[GEGEBENE EINTRÄGE]:

********

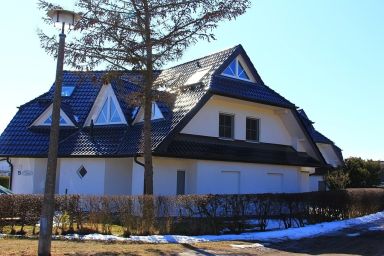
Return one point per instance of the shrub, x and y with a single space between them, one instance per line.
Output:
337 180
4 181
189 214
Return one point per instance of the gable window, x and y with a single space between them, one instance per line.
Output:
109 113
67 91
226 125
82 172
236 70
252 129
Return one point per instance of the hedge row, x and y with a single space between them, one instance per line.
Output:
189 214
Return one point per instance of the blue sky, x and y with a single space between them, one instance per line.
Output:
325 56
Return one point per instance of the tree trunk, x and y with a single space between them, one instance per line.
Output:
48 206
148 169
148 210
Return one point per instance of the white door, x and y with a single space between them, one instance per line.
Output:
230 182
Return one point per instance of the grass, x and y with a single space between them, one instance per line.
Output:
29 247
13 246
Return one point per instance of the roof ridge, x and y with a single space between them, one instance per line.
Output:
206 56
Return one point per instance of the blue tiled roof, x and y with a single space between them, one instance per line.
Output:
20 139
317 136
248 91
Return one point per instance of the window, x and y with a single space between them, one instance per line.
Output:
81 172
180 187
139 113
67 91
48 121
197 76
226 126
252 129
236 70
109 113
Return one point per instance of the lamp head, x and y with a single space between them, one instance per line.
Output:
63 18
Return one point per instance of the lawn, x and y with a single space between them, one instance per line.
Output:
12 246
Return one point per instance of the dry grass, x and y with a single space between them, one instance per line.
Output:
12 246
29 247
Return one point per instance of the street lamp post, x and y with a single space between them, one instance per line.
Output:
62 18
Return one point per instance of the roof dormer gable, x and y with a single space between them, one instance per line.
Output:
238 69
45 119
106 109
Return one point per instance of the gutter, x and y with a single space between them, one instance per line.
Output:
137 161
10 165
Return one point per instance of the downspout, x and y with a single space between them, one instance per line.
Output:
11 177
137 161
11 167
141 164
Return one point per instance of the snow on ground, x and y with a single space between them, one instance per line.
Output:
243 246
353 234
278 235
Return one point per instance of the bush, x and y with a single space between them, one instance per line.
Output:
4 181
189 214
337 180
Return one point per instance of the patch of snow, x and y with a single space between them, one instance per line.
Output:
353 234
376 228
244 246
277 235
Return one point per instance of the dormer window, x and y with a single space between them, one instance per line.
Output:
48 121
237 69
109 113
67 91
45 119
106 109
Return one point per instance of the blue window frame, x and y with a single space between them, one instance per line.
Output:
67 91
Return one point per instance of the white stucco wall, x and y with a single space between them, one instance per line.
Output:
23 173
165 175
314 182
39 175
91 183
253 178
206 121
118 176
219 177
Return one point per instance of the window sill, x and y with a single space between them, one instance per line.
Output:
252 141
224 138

********

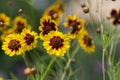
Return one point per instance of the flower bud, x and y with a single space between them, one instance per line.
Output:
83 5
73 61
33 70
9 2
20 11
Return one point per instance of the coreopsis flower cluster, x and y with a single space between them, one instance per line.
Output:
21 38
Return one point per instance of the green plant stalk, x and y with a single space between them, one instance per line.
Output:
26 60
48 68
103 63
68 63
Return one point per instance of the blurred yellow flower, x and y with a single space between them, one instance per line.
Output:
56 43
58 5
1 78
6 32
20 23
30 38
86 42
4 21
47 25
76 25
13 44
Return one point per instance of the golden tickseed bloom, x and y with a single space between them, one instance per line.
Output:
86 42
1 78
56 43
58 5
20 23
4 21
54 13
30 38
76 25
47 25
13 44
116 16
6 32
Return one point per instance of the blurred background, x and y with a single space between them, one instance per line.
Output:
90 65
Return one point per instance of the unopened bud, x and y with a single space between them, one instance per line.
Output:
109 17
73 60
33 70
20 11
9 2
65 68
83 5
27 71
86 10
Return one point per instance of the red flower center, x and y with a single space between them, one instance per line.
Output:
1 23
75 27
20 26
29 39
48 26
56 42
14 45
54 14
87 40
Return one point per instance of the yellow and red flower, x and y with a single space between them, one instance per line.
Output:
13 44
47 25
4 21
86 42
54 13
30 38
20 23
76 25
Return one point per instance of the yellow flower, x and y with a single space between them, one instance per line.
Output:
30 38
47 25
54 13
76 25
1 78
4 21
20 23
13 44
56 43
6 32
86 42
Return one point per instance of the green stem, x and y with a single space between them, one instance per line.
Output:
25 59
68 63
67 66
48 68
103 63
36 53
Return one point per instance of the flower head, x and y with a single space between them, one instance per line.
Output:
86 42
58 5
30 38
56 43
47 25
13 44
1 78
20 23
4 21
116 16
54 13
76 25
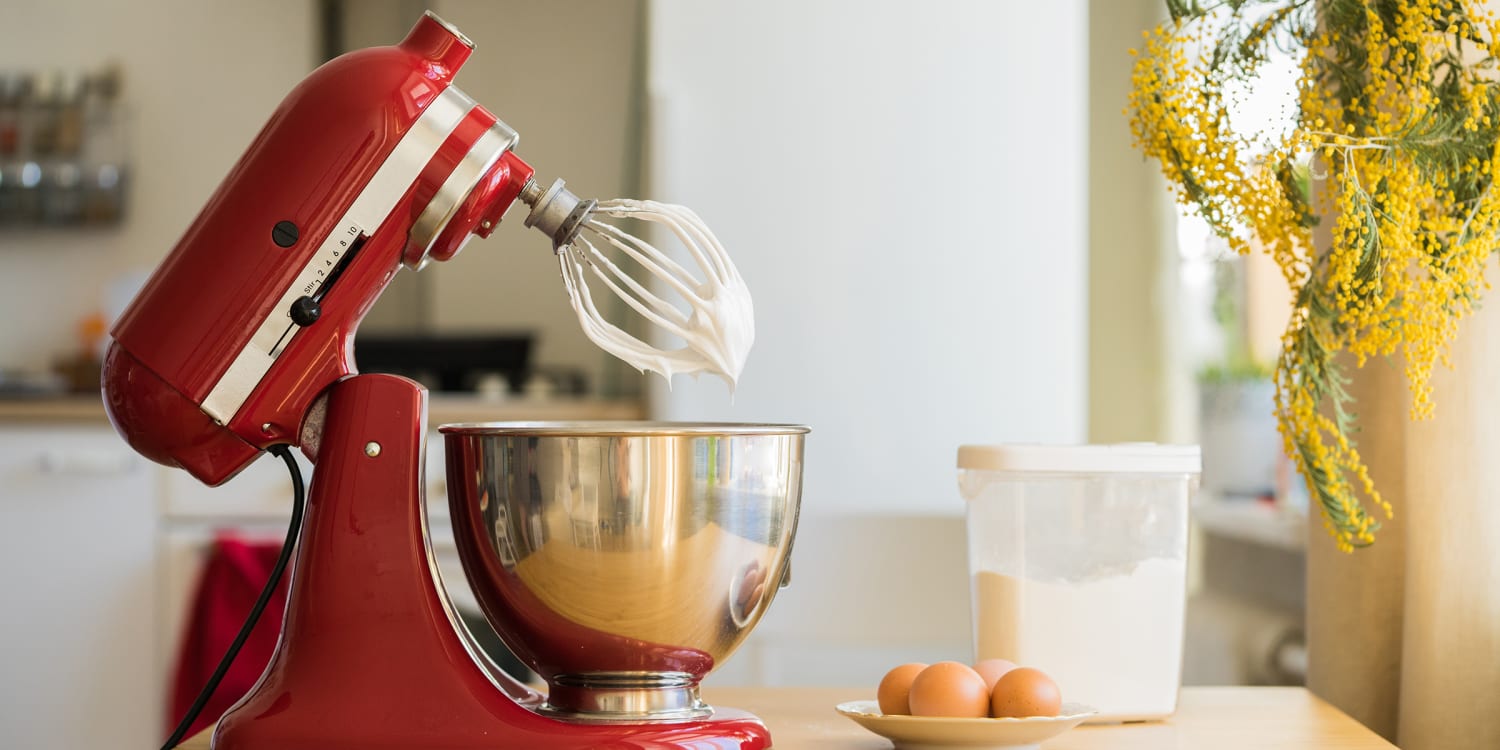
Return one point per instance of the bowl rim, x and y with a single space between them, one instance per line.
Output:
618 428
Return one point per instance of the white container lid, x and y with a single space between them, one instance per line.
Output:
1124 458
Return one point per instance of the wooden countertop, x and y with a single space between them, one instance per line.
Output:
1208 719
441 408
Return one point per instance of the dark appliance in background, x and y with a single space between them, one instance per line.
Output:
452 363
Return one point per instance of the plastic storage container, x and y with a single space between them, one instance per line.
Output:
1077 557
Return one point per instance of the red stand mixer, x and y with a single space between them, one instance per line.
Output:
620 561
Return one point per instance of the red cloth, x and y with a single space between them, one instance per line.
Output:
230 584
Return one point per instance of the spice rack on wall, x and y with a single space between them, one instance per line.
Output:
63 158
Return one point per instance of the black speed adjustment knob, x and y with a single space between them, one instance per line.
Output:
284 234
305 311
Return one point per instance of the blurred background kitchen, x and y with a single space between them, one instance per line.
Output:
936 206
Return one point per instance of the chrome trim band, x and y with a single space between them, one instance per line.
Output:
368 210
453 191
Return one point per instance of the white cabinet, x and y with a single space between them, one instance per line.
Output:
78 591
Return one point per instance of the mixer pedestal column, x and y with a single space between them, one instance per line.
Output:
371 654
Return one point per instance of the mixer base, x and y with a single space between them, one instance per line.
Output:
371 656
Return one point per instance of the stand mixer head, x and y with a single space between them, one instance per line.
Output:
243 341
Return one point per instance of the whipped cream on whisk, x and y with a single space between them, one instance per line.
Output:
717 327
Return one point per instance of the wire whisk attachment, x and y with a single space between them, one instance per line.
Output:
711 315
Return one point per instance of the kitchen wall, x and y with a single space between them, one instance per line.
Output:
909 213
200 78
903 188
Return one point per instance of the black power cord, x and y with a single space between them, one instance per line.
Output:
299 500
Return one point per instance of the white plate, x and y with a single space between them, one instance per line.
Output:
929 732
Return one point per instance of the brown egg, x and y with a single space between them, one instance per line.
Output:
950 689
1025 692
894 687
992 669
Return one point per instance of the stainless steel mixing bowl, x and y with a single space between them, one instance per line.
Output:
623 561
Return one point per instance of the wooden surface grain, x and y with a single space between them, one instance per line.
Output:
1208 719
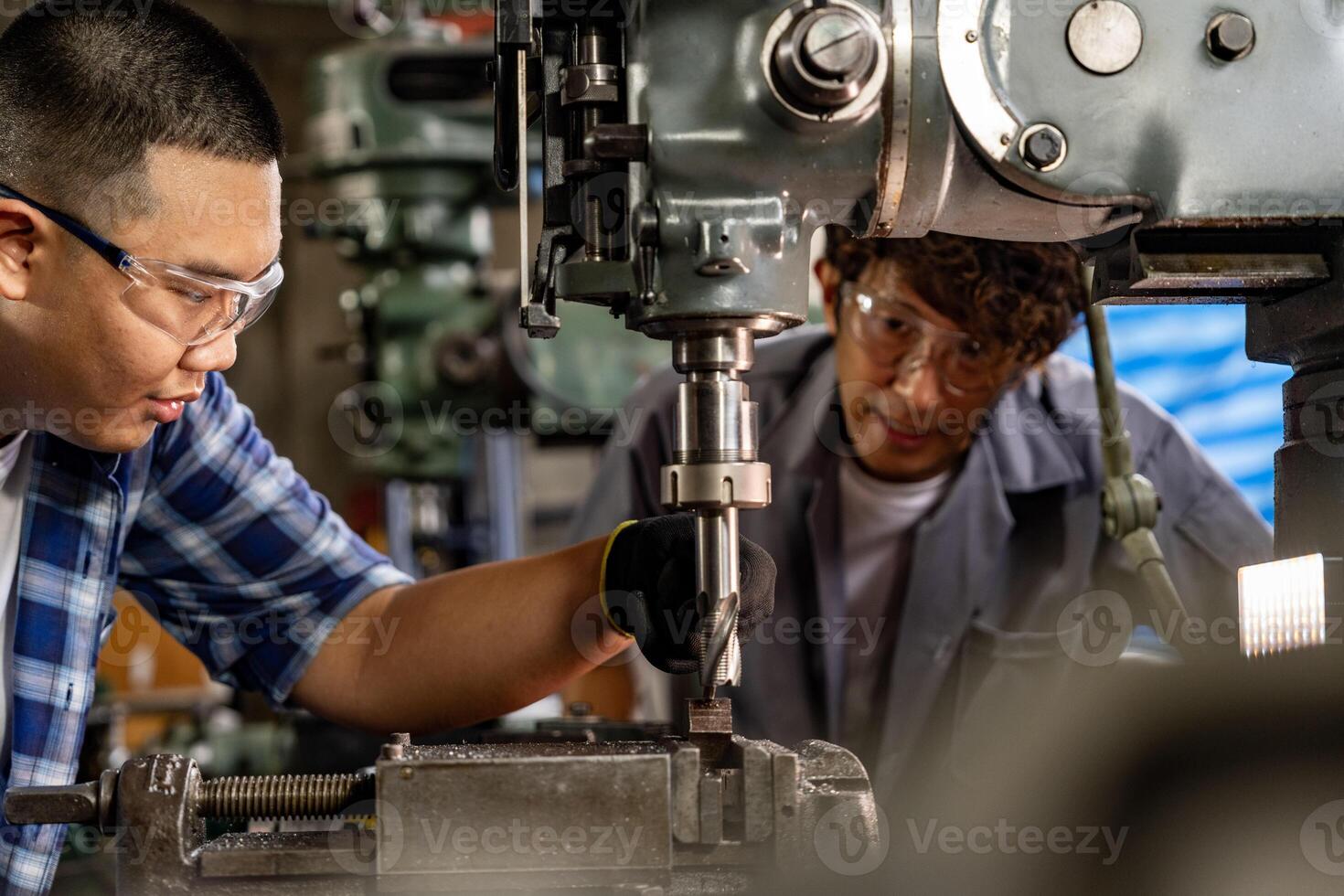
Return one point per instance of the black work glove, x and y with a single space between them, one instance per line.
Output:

********

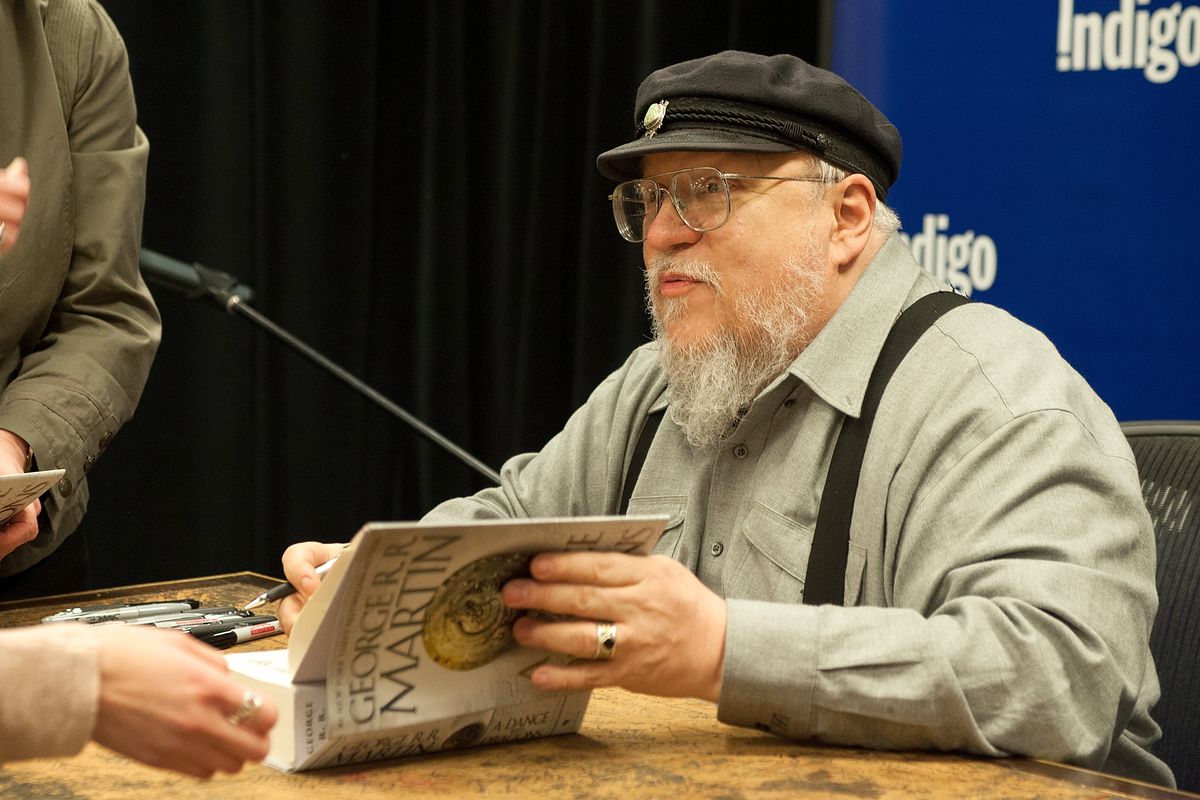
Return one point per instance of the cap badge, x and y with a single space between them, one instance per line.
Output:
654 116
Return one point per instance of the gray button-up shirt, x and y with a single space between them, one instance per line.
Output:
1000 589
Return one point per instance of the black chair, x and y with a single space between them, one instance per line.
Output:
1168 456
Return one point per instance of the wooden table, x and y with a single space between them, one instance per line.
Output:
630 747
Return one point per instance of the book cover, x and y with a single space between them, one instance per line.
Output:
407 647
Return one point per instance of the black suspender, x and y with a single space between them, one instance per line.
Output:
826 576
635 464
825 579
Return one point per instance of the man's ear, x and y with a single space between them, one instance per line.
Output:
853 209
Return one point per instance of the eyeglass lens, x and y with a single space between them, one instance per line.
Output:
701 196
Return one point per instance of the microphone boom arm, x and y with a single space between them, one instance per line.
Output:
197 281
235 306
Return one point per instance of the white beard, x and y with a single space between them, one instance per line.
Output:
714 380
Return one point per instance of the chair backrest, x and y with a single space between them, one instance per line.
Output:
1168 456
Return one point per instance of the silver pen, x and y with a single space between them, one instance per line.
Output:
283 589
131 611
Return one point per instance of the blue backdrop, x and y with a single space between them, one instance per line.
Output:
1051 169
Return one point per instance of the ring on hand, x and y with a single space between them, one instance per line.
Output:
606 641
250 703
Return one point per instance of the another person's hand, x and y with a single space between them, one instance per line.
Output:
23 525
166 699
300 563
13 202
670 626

********

[GEFORDERTE AUFGABE]: Tragen Sie aus den obigen Einträgen alle Zeilen zusammen, in denen das Wort „mixer“ vorkommt, und geben Sie sie unverändert wieder. Dabei ist die Groß- und Kleinschreibung zu beachten.

[GELÖSTE AUFGABE]:
Return one point per instance of the red stand mixer, x and y with a single space between them, one instance per line.
Return one point per instance of the mixer pedestal column, x and y with a single space between them, one instance per line.
Return one point per instance of the mixer base, x and y with a single space between them, one instance per line.
Return one point per instance of the stand mixer head, x and y with a single space between them, one instance per line.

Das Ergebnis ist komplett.